- _Tasks to complete_:
1/ How would you put this sentence from the XMP metadata walkthrough into Spanish: "First I'll show you a list of RDF namespaces used in the XMP metadata packets."
2/ Can you echo everything in the XMP metadata walkthrough from "First I'll show" down to "from other vendors."?

As always, We start by importing libraries:
%load_ext autotime
import sys
sys.path.append("/Users/paul_000/Documents/Github/gastrodon")
from gastrodon import Endpoint,QName,ttl,URIRef
import pandas as pd
from base64 import b64decode
from rdflib import Graph,Namespace,RDF
from IPython.display import display_jpeg,display_html
prefixes=Graph()
prefixes.load('/xmp/prefixes.ttl',format='ttl')
endpoint=Endpoint("http://127.0.0.1:8890/sparql/",prefixes)
First I'll show you a list of RDF namespaces used in the XMP metadata packets. XMP metadata packets are encoded in RDF/XML and use XML namespace syntax to define RDF namespaces, which map short names to URIs, just as do XML namespaces.
The import process consolidates the namespace declarations used in the packets, bringing in declarations from a number of vendors. Most of them are in Adobe namespace, as Adobe developed the XMP specification, but frequently those represent terminology such as EXIF which were adopted from other vendors.
Note that namespace declarations are local to a particular graph (or database), thus somebody working elsewhere could define different short names for a given namespace, or assign a different namespace to a given short name. RDF data is serialized together with namespace declarations (just like XML) so you can exchange data between RDF databases without worrying about this.
pd.options.display.max_rows = 100
endpoint.namespaces()
Technically, the database that I'm using, the open-source edition of OpenLink Virtuoso is a quad store instead of a triple store, because triples are organized into named graphs. Each named graph holds a set of triples; these can be used in numerous ways, but they are significant here because Virtuoso comes with about 5000 triples pre-loaded, and while I survey the types and properties used in the XMP data, I don't want to look at the ones that came with the database. All of the graphs except for the last one come with the database, and will be ignored.

- _Data shown_:
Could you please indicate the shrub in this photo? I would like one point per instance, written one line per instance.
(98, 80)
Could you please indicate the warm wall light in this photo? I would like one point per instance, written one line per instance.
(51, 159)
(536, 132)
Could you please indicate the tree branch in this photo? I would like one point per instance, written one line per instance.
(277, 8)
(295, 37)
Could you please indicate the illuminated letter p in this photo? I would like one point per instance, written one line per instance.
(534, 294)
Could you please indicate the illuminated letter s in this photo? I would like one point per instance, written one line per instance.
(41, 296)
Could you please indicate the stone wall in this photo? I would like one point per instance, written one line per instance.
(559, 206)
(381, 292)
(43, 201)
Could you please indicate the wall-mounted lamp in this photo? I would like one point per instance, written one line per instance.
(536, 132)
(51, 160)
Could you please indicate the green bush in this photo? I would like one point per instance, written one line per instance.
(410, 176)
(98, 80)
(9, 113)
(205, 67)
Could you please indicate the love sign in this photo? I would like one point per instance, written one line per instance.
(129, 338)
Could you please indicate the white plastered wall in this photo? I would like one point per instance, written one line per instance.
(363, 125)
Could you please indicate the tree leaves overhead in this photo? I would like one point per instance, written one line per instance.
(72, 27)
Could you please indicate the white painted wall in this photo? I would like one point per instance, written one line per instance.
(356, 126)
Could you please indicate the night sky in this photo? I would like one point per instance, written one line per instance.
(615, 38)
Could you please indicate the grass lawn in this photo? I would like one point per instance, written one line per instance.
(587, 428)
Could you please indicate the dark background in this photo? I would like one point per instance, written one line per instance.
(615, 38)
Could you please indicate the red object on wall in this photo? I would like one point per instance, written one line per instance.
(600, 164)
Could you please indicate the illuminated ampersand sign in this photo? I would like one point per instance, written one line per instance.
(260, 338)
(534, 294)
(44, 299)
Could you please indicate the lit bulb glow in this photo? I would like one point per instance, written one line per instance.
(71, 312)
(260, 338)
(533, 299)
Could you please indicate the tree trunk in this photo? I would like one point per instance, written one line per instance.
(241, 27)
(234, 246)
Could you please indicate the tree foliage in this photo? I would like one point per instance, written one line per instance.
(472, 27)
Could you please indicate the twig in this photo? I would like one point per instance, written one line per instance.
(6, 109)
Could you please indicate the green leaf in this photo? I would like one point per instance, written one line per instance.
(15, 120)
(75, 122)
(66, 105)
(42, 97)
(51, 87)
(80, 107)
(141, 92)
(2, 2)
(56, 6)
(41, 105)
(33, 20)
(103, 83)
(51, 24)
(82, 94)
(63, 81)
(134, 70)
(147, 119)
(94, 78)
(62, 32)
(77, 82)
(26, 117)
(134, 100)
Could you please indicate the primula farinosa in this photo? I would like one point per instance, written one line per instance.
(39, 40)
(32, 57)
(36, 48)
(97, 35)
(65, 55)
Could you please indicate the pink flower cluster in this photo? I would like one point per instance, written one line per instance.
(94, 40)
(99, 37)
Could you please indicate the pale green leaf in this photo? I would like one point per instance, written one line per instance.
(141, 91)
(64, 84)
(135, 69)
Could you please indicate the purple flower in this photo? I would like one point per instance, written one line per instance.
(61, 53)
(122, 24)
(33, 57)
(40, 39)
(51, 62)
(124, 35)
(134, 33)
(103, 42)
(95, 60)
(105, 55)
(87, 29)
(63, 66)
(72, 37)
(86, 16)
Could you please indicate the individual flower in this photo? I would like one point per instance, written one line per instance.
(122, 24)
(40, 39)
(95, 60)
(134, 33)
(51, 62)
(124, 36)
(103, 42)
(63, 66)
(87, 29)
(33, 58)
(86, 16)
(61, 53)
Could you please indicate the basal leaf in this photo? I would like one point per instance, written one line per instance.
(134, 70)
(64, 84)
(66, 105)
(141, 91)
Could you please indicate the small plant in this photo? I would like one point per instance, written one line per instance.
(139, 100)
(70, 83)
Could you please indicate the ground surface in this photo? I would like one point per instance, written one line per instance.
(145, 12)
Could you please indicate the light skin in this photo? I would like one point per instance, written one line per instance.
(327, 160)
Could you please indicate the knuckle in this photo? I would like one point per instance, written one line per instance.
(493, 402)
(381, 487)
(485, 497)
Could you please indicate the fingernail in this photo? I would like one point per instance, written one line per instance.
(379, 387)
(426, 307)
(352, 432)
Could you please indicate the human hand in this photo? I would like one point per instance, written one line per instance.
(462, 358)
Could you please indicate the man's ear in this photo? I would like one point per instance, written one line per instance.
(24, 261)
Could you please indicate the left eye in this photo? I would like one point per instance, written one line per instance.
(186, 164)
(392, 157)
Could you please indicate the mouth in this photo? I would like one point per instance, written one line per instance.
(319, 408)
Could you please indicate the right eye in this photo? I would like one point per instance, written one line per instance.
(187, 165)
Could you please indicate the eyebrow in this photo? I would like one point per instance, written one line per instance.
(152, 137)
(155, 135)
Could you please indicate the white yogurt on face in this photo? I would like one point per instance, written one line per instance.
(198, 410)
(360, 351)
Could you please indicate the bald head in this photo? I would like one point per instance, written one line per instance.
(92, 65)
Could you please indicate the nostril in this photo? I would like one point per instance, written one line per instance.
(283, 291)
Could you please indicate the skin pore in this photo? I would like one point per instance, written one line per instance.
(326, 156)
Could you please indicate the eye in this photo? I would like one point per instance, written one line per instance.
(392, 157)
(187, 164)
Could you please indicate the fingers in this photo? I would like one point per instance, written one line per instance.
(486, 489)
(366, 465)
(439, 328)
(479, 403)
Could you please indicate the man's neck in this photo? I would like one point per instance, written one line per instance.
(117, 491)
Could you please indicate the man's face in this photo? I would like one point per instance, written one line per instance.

- _Task answers_:
1/ Primero te mostraré una lista de los espacios de nombres RDF utilizados en los paquetes de metadatos XMP.

2/
First I'll show you a list of RDF namespaces used in the XMP metadata packets. XMP metadata packets are encoded in RDF/XML and use XML namespace syntax to define RDF namespaces, which map short names to URIs, just as do XML namespaces.
The import process consolidates the namespace declarations used in the packets, bringing in declarations from a number of vendors. Most of them are in Adobe namespace, as Adobe developed the XMP specification, but frequently those represent terminology such as EXIF which were adopted from other vendors.